Rewrite all of the items below, replacing "single point" with "single marker" wherever it appears and changing nothing else.
─── Provided entries ───
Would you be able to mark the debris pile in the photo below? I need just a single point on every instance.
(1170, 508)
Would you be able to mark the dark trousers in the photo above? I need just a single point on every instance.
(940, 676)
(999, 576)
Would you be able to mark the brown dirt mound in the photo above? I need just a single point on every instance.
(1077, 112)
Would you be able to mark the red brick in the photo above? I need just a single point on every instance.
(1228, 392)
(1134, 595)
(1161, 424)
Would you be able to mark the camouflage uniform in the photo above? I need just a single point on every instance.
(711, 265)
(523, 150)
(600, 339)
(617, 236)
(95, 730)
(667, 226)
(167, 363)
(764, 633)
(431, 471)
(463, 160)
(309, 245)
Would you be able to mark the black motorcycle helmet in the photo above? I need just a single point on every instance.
───
Reply ▸
Would you be able to mark the debris pile in the photo below? I need just a single marker on every instance.
(1170, 508)
Would you be able to mark the dark trousers in the photo above? I need just a single marker on every instance.
(940, 676)
(999, 576)
Would you be able to mark the brown dirt mound in the photo above? I need just a single marker on every instance.
(1077, 112)
Would you be able to mark the red brick in the photo above? I need just a single marker on every instance.
(1228, 392)
(1134, 595)
(1161, 424)
Would you be able to mark the camouflage uniform in the photo above? I need just a single marker on every instance.
(711, 265)
(523, 150)
(600, 339)
(617, 236)
(95, 730)
(667, 226)
(167, 363)
(764, 633)
(431, 471)
(463, 160)
(309, 245)
Would you be able to mark the black motorcycle helmet in the photo above? I need just a single marker on every instance.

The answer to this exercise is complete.